EXERCISE AIM: Reproduce word for word the passage on the nurse shortage at Stockton Centre.

>> start PASSAGE TO READ

A major shortage of nurses in one of NSW's largest residential centres for people with disabilities is driving a campaign that hopes to get 10,000 signatures.

Stockton Centre has about 122 full-time registered nurses positions, with only 60 filled with permanent registered nurses, said Lisa Kremmer, manager of the organising team of NSW Nurses and Midwives' Association. The nursing workforce, she said, is also supplemented by enrolled nurses and assistants in nursing.

Casual and agency nurses help to fill in the gaps, but sometimes permanent nurses have to work overtime and with double workload to fill in gaps at the site.

One reason for the shortage, is that Ageing, Disability and Home Care (ADHC) is "developing and redeveloping the large residential centres, moving clients into more community based accommodation," said Kremmer.

>> end PASSAGE TO READ
>> start GIVEN ENTRIES

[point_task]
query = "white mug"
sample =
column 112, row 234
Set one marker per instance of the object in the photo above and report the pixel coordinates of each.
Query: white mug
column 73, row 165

>> end GIVEN ENTRIES

ANSWER TO THIS TASK:
A major shortage of nurses in one of NSW's largest residential centres for people with disabilities is driving a campaign that hopes to get 10,000 signatures.

Stockton Centre has about 122 full-time registered nurses positions, with only 60 filled with permanent registered nurses, said Lisa Kremmer, manager of the organising team of NSW Nurses and Midwives' Association. The nursing workforce, she said, is also supplemented by enrolled nurses and assistants in nursing.

Casual and agency nurses help to fill in the gaps, but sometimes permanent nurses have to work overtime and with double workload to fill in gaps at the site.

One reason for the shortage, is that Ageing, Disability and Home Care (ADHC) is "developing and redeveloping the large residential centres, moving clients into more community based accommodation," said Kremmer.